** The data follows **
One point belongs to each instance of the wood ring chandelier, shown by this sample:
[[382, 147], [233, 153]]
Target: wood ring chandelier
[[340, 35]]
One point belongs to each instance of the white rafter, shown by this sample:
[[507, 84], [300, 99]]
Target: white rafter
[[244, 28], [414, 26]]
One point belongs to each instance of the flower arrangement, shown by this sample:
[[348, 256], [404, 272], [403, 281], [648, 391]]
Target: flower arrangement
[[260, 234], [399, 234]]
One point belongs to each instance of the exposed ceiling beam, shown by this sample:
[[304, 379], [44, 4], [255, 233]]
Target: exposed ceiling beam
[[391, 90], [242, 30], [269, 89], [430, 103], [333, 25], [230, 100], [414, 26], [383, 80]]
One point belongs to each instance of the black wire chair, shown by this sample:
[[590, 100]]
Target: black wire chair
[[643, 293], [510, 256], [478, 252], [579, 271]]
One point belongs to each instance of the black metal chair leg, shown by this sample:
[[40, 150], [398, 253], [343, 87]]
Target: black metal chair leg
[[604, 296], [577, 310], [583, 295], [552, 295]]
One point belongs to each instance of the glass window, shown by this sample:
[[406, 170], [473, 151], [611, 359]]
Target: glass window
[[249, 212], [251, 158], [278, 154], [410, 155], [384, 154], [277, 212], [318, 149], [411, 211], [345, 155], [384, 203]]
** End of The data **
Each line above should be duplicated without any alteration.

_Finished task_
One point belongs to each instance of the wood ring chandelier, shown by this sample:
[[382, 147], [233, 153]]
Target: wood ring chandelier
[[340, 35]]
One point belongs to each instance of the white rafter, shown by this sample:
[[507, 84], [300, 99]]
Target: white rafter
[[244, 28], [414, 26]]
One point belongs to each instance of the flower arrangement, shown by this sample:
[[348, 256], [404, 272], [403, 281], [648, 391]]
Target: flower arrangement
[[260, 234], [399, 234]]
One point belongs to each instance of the exposed ceiling beam, shown by this sample:
[[304, 379], [44, 4], [255, 233]]
Target: exposed ceiling beam
[[391, 90], [242, 30], [269, 89], [430, 103], [333, 25], [230, 100], [414, 26], [383, 80]]
One point belongs to each instance of the black wire chair, shown by this sample:
[[590, 100]]
Target: black wire chair
[[643, 293], [510, 256], [478, 252], [579, 271]]
One point belongs to each instance of the black metal chair leg, shown by this sample:
[[40, 150], [398, 253], [343, 87]]
Target: black metal chair leg
[[604, 296], [577, 310], [583, 295], [552, 295]]
One point belongs to each instance of the glass window, shown by this sample:
[[406, 170], [473, 151], [611, 359]]
Target: glass window
[[249, 212], [251, 158], [278, 154], [410, 155], [384, 154], [277, 212], [318, 149], [411, 211], [345, 155], [384, 203]]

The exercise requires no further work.